DOCUMENT SEGMENT:
-- start --
Reputation: 71
Here is my data:
text <- **9 Mr.ABCD. Content1. Mrs. DEFG.Content2. **8 Mr.DBC something else. Content3.
How can I get data frame with as below:
9 Mr. ABCD. Content1 9 Mrs. DEFG. Content2 8 Mr. DBC. Content3
3 rows, 4 variables (number, Mr./Mrs., name, content)
The names in my data are always after Mr. or Mrs., and always in uppercases. There is alway a period before the content that I wanted.
Generally speaking I want to know who said what (with the number label)
Thanks!
Upvotes: 0
Views: 45
Reputation: 887851
We may do
library(stringr)
library(tidyr)
library(dplyr)
-- end --
EXTRACTED ENTRIES:
-- start --
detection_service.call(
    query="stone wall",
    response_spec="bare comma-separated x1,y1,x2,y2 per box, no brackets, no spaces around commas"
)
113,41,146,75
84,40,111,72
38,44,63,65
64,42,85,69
-- end --
TO DO:
Resume the forum thread about splitting numbered speaker text into an R data frame, starting right after the line library(dplyr).

ANSWER TO THE PROBLEM:
tibble(col1 = text) %>%
separate_rows(col1, sep = "(?<=Content\\d\\.)\\s+") %>%
mutate(grp = readr::parse_number(col1)) %>%
fill(grp) %>%
mutate(col1 = str_c(grp, str_remove(col1, "^[*]+\\d+\\s*"),
sep=" "), grp = NULL) %>%
pull(col1)
-output
[1] "9 Mr.ABCD. Content1." "9 Mrs. DEFG.Content2." "8 Mr.DBC something else. Content3."
text <- "**9 Mr.ABCD. Content1. Mrs. DEFG.Content2. **8 Mr.DBC something else. Content3."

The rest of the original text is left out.